* **Your task**: Within the records below, find each line with the word "wheel" and copy it out.

─── Input material ───

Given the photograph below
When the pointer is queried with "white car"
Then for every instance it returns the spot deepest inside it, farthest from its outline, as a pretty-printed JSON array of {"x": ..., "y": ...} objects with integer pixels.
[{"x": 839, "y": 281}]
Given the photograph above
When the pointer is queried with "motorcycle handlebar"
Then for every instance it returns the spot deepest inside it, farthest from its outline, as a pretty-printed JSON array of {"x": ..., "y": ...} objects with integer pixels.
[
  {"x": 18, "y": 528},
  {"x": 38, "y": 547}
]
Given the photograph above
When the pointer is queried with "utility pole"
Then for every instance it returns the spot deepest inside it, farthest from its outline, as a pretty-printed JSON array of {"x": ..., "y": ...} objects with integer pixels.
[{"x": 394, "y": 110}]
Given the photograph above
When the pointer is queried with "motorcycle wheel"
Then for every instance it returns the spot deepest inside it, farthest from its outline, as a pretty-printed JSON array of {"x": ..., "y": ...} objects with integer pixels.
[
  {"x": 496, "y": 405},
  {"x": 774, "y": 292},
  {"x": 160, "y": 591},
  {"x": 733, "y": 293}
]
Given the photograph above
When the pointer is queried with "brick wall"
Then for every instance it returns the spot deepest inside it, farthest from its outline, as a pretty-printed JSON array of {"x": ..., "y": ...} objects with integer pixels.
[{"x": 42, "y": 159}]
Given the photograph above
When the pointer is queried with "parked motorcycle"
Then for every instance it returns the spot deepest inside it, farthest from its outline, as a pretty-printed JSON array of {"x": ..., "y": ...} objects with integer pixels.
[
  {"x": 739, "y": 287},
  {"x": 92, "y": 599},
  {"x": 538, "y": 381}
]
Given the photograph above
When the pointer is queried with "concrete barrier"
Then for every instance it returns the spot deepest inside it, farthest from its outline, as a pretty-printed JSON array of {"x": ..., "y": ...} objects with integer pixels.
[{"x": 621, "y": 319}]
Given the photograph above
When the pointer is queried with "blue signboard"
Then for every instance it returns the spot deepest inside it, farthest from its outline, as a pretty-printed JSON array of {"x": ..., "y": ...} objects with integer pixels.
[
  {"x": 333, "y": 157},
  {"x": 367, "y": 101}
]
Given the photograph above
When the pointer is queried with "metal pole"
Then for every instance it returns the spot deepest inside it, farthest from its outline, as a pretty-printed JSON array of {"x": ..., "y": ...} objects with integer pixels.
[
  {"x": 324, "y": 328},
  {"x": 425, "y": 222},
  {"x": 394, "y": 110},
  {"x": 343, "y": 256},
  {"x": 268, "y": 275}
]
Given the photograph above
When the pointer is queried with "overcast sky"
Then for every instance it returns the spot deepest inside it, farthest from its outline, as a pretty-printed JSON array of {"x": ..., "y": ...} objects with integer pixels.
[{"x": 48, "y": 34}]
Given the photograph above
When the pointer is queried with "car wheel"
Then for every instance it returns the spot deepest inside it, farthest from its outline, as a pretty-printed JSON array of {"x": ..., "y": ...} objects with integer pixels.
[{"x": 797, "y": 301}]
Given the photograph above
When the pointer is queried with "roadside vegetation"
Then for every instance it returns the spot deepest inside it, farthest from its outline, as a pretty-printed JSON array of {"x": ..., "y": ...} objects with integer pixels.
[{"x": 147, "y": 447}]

───

* **Solution to this task**:
When the pointer is queried with "motorcycle wheel"
When the pointer is queried with "car wheel"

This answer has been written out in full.